Compile: Implement EWith (TODO EAccum)

That's going to be a mess

3 files changed, 143 insertions, 13 deletions

diff --git a/src/AST/Types.hs b/src/AST/Types.hs
index adcc760..acf7053 100644
--- a/src/AST/Types.hs
+++ b/src/AST/Types.hs
@@ -107,3 +107,13 @@ type family ScalIsIntegral t where
   ScalIsIntegral TF32 = False
   ScalIsIntegral TF64 = False
   ScalIsIntegral TBool = False
+
+-- | Returns true for arrays /and/ accumulators;
+hasArrays :: STy t' -> Bool
+hasArrays STNil = False
+hasArrays (STPair a b) = hasArrays a || hasArrays b
+hasArrays (STEither a b) = hasArrays a || hasArrays b
+hasArrays (STMaybe t) = hasArrays t
+hasArrays STArr{} = True
+hasArrays STScal{} = False
+hasArrays STAccum{} = True
diff --git a/src/CHAD/Accum.hs b/src/CHAD/Accum.hs
index 659c45f..14a1d3b 100644
--- a/src/CHAD/Accum.hs
+++ b/src/CHAD/Accum.hs
@@ -8,15 +8,6 @@ import Data
 
 
 
-hasArrays :: STy t' -> Bool
-hasArrays STNil = False
-hasArrays (STPair a b) = hasArrays a || hasArrays b
-hasArrays (STEither a b) = hasArrays a || hasArrays b
-hasArrays (STMaybe t) = hasArrays t
-hasArrays STArr{} = True
-hasArrays STScal{} = False
-hasArrays STAccum{} = error "Accumulators not allowed in source program"
-
 makeAccumulators :: SList STy envPro -> Ex (Append (D2AcE envPro) env) t -> Ex env (InvTup t (D2E envPro))
 makeAccumulators SNil e = e
 makeAccumulators (t `SCons` envpro) e =
diff --git a/src/Compile.hs b/src/Compile.hs
index 037b0d8..424b28d 100644
--- a/src/Compile.hs
+++ b/src/Compile.hs
@@ -16,6 +16,7 @@ import qualified Data.Functor.Product as Product
 import Data.Functor.Product (Product)
 import Data.List (foldl1', intersperse, intercalate)
 import qualified Data.Map.Strict as Map
+import Data.Maybe (fromMaybe)
 import qualified Data.Set as Set
 import Data.Set (Set)

» Records
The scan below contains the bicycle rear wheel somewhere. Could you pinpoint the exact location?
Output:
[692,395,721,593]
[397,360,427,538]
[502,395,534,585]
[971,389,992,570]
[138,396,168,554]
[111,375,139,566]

» Work instructions
1. Answer these questions from the commit diff:
(a) How many files, insertions and deletions does the commit report?
(b) In the new version of hasArrays in src/AST/Types.hs, what does it return for STAccum{}?
(c) Which import line is added to src/Compile.hs?
2. Reproduce the commit diff starting with "makeAccumulators SNil e" and going on through "(foldl1', intersperse, intercalate)", renaming "makeAccumulators" to "buildAccumulators".
The material is separate from the commit diff above.

» Task-by-task results
1.
(a) 3 files changed, 143 insertions, 13 deletions.
(b) True.
(c) import Data.Maybe (fromMaybe)

2.
buildAccumulators SNil e = e
 buildAccumulators (t `SCons` envpro) e =
diff --git a/src/Compile.hs b/src/Compile.hs
index 037b0d8..424b28d 100644
--- a/src/Compile.hs
+++ b/src/Compile.hs
@@ -16,6 +16,7 @@ import qualified Data.Functor.Product as Product
 import Data.Functor.Product (Product)
 import Data.List (foldl1', intersperse, intercalate)